GIVEN EXERCISE
Rewrite the lines below, swapping each "coordinates" for "positions" and changing nothing else.

☆ ☆ ☆ ☆ ☆

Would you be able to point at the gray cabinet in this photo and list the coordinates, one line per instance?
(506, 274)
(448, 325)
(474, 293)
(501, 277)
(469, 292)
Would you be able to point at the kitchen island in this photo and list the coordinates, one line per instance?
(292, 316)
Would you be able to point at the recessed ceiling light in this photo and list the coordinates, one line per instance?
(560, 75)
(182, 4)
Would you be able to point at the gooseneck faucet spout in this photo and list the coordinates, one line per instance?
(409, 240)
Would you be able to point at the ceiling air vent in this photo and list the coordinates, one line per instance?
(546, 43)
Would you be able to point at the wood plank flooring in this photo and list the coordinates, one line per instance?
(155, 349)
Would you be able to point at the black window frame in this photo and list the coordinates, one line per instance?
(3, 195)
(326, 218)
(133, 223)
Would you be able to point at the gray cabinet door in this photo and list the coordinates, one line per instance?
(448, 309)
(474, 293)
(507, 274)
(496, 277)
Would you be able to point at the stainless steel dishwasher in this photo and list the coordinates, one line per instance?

☆ ☆ ☆ ☆ ☆

OUTPUT BELOW
Would you be able to point at the gray cabinet in this photo and list the positions, one line per instance?
(506, 274)
(448, 325)
(474, 293)
(501, 277)
(469, 292)
Would you be able to point at the kitchen island in this photo and list the positions, one line per instance?
(292, 316)
Would you be able to point at the recessed ceiling light in this photo and list the positions, one line per instance?
(560, 75)
(182, 4)
Would you be able to point at the gooseneck faucet spout in this photo and list the positions, one line per instance?
(409, 240)
Would you be able to point at the ceiling air vent in this photo and list the positions, one line per instance?
(546, 43)
Would you be able to point at the wood plank flooring in this photo and list the positions, one line per instance?
(155, 349)
Would you be able to point at the black window frame in this photo and list the positions, one line per instance?
(3, 195)
(326, 218)
(133, 223)
Would you be able to point at the gray cabinet door in this photo and list the positions, one line per instance?
(448, 309)
(474, 293)
(507, 274)
(496, 277)
Would you be able to point at the stainless steel dishwasher in this photo and list the positions, one line per instance?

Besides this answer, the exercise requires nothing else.